• REQUIRED ACTION A:
From the guide on financial liabilities APIs below, list each type of data that the guide says comes back when such an API connects to a consumer's credit obligations.
[[ PAGE EXCERPT open ]]
Understanding what a consumer owes used to require paperwork, manual verification, or a credit bureau pull that reflected last month's updates, not today's realities. For lenders, personal finance apps, and debt management companies, that gap between stale data and real-time liability data creates real problems — delayed decisions, dropped applications, and products that can't do what consumers actually need them to do.
Financial liabilities APIs exist to close that gap. This guide explains what they are, where legacy approaches fall short, and what to look for when evaluating options for your business.
What Is a Financial Liabilities API?
A financial liabilities API gives developers programmatic access to a consumer's outstanding debt obligations — pulled directly from live financial accounts in real time.
Rather than relying on a periodic credit report snapshot, a financial liabilities API connects to the sources of a consumer’s credit obligations, including student loans, auto loans, mortgages, credit cards, and personal loans. What comes back is accurate, current data — balances, payment due dates, minimum payments, APRs, payoff amounts, and account status — across every major debt category.
Who uses this data? Lenders use it to verify debt-to-income ratios during loan origination workflows. Personal finance apps use it to show consumers a complete picture of what they owe. Debt companies use it to understand a consumer's full debt profile before initiating settlements or repayment plans. Marketplaces use it to identify refinancing and consolidation opportunities.
In each case, the value is the same: accurate, real-time data that makes it possible to build financial products that actually reflect a consumer's situation.
Why Legacy Approaches Fall Short
Most teams evaluating a financial liabilities API do so because they've already hit the ceiling of what alternative legacy approaches can do. Here's where each one breaks down.
Credit Bureaus
Credit bureaus are the default source of truth for most credit-related decisions — and for good reason. They aggregate decades of payment history across hundreds of millions of consumers and underpin virtually every lending decision in the United States.
However, most bureau data reflects account information as of the last reporting cycle, which means it can be 30, 60, or 90 days old by the time you're reading it. If a consumer paid off a loan last week, consolidated debt, or took on a new obligation, that won't appear in what you're seeing.
For underwriting at scale, historical bureau data is valuable. And, it isn’t built for real-time liability verification — knowing exactly what someone owes right now.
Credential-Based Aggregators
Credential-based account aggregators require consumers to connect each individual account, often asking for them to hand over their financial account usernames and passwords.
This can happen through screen scraping, where the aggregator logs in on the consumer's behalf, scrapes the data, and returns it to your application. Or, it can happen through open banking APIs that direct the consumer to log in directly into each account and authorize the aggregator to pull their financial data using a token.
The problems with screen scraping are well-documented. Consumers are increasingly reluctant to share credentials, and rightfully so — it's a security and liability risk. Login flows change constantly, which means connections break and require ongoing maintenance.
[[ PAGE EXCERPT closed ]]
[[ SUPPLIED MATERIAL open ]]
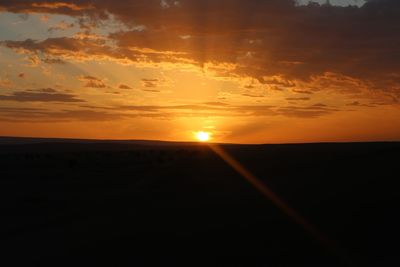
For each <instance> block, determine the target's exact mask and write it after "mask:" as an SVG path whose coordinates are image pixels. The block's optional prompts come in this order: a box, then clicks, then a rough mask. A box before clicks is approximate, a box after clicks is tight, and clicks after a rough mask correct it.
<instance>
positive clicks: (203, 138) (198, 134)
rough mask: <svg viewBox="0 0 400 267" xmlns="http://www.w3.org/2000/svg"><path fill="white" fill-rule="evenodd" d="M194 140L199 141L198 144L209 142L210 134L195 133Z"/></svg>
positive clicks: (209, 133)
mask: <svg viewBox="0 0 400 267" xmlns="http://www.w3.org/2000/svg"><path fill="white" fill-rule="evenodd" d="M195 135H196V139H197V140H199V141H200V142H207V141H209V140H210V133H207V132H203V131H201V132H196V134H195Z"/></svg>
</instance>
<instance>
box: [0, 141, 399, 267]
mask: <svg viewBox="0 0 400 267" xmlns="http://www.w3.org/2000/svg"><path fill="white" fill-rule="evenodd" d="M222 147H223V149H224V150H225V151H227V152H228V153H229V154H230V155H232V156H233V157H234V158H236V159H237V160H238V161H239V162H241V163H242V164H243V165H244V166H246V167H247V168H248V169H249V170H250V171H252V172H253V173H254V174H255V175H256V176H257V177H258V178H260V179H261V180H262V181H263V182H264V183H265V184H266V185H268V186H269V187H270V188H271V189H272V190H273V191H274V192H276V193H277V194H278V195H279V196H280V197H281V198H283V199H284V200H285V201H286V202H287V203H288V204H289V205H290V206H292V207H293V208H295V209H296V210H297V211H298V212H299V213H300V214H302V215H303V216H304V217H306V218H307V219H308V220H309V221H311V222H312V223H313V224H314V225H315V226H316V227H317V228H318V229H319V230H320V231H321V232H323V233H324V234H325V235H326V236H328V237H329V239H330V240H331V242H332V243H334V245H332V247H329V246H328V247H327V246H324V245H322V244H321V243H319V242H318V241H317V240H316V239H315V238H314V237H313V236H312V235H310V234H309V233H308V232H306V231H305V230H304V229H303V228H302V227H301V226H299V225H297V224H295V223H294V222H293V221H292V220H290V218H288V217H287V216H286V215H285V214H284V213H282V211H281V210H279V209H278V208H277V207H276V206H275V205H274V204H272V203H271V201H269V200H268V199H267V198H265V197H264V196H263V195H262V194H260V193H259V192H258V191H256V190H255V189H254V188H253V187H252V186H251V185H250V184H248V182H247V181H246V180H244V179H243V178H242V177H241V176H240V175H239V174H237V173H236V172H235V171H234V170H233V169H232V168H231V167H230V166H229V165H227V164H226V163H225V162H224V161H223V160H222V159H220V158H219V157H218V156H217V155H215V154H214V153H213V152H212V151H211V150H210V148H209V147H208V146H207V145H200V144H191V143H162V142H146V141H137V142H128V141H127V142H123V141H120V142H106V141H98V142H95V141H85V140H52V139H13V138H0V196H1V202H0V206H1V208H0V212H1V213H0V214H1V215H0V216H1V217H0V238H1V245H2V249H1V254H2V255H1V257H0V261H2V262H0V265H1V266H178V265H179V266H400V265H399V264H400V259H399V247H400V245H399V241H400V239H399V237H400V235H399V232H400V231H399V227H400V224H399V223H400V219H399V216H398V212H399V205H398V204H399V198H400V194H399V185H400V182H399V178H400V175H399V174H398V169H399V164H400V143H344V144H304V145H223V146H222ZM6 262H7V263H6Z"/></svg>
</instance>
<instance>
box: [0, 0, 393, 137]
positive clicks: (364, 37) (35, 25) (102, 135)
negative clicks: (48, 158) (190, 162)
mask: <svg viewBox="0 0 400 267" xmlns="http://www.w3.org/2000/svg"><path fill="white" fill-rule="evenodd" d="M399 25H400V1H398V0H369V1H362V0H358V1H356V0H353V1H350V0H331V1H314V2H311V3H310V1H305V0H304V1H293V0H252V1H248V0H126V1H110V0H81V1H78V0H76V1H60V0H58V1H54V0H53V1H51V0H47V1H40V0H21V1H11V0H0V136H29V137H61V138H89V139H92V138H93V139H150V140H169V141H192V140H193V138H194V136H195V133H196V132H198V131H204V132H208V133H210V135H211V136H212V140H213V141H215V142H233V143H293V142H295V143H299V142H339V141H392V140H400V103H399V98H400V26H399Z"/></svg>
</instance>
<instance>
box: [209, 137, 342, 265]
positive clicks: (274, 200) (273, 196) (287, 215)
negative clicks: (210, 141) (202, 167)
mask: <svg viewBox="0 0 400 267" xmlns="http://www.w3.org/2000/svg"><path fill="white" fill-rule="evenodd" d="M208 145H209V147H210V148H211V150H212V151H214V153H215V154H217V155H218V156H219V157H221V159H223V160H224V161H225V162H226V163H227V164H228V165H229V166H231V167H232V168H233V169H234V170H235V171H236V172H237V173H239V174H240V175H241V176H242V177H243V178H245V179H246V180H247V181H248V182H249V183H250V184H251V185H252V186H253V187H255V188H256V189H257V190H258V191H259V192H261V193H262V194H263V195H264V196H265V197H267V198H268V199H269V200H270V201H272V202H273V203H274V204H275V205H276V206H277V207H278V208H279V209H280V210H281V211H282V212H283V213H284V214H286V215H287V216H288V217H289V218H290V219H291V220H293V221H294V222H295V223H297V224H298V225H300V226H302V227H303V229H305V230H306V231H307V232H309V233H310V234H311V235H312V236H313V237H314V238H316V239H317V240H318V241H319V242H320V243H321V244H322V245H324V246H325V247H327V248H329V250H330V251H331V252H334V254H337V248H336V246H334V245H333V242H331V241H330V240H329V239H328V238H327V237H326V236H325V235H324V234H323V233H321V232H320V231H319V230H317V229H316V227H315V226H313V225H312V224H311V223H310V222H308V221H307V220H306V219H305V218H304V217H302V216H301V215H300V214H299V213H298V212H296V211H295V210H294V209H293V208H292V207H290V206H289V205H288V204H287V203H286V202H285V201H283V200H282V199H281V198H280V197H279V196H278V195H277V194H275V193H274V192H273V191H272V190H271V189H270V188H268V186H267V185H265V184H264V183H263V182H262V181H261V180H260V179H258V178H257V177H256V176H255V175H254V174H252V173H251V172H250V171H249V170H248V169H246V168H245V167H244V166H243V165H242V164H241V163H240V162H238V161H237V160H236V159H234V158H233V157H232V156H231V155H229V154H228V153H227V152H225V151H224V150H223V148H222V147H220V146H219V145H217V144H208ZM340 258H342V256H340Z"/></svg>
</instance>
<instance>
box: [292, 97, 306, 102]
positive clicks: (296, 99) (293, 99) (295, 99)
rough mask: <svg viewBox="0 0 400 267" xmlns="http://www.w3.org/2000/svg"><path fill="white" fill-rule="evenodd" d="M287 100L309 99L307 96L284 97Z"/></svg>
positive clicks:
[[ SUPPLIED MATERIAL closed ]]
• REQUIRED ACTION B:
Filter the entries above, copying every line that contains the string "negative".

• TASK SOLUTION A:
- Balances
- Payment due dates
- Minimum payments
- APRs
- Payoff amounts
- Account status

• TASK SOLUTION B:
negative clicks: (48, 158) (190, 162)
negative clicks: (210, 141) (202, 167)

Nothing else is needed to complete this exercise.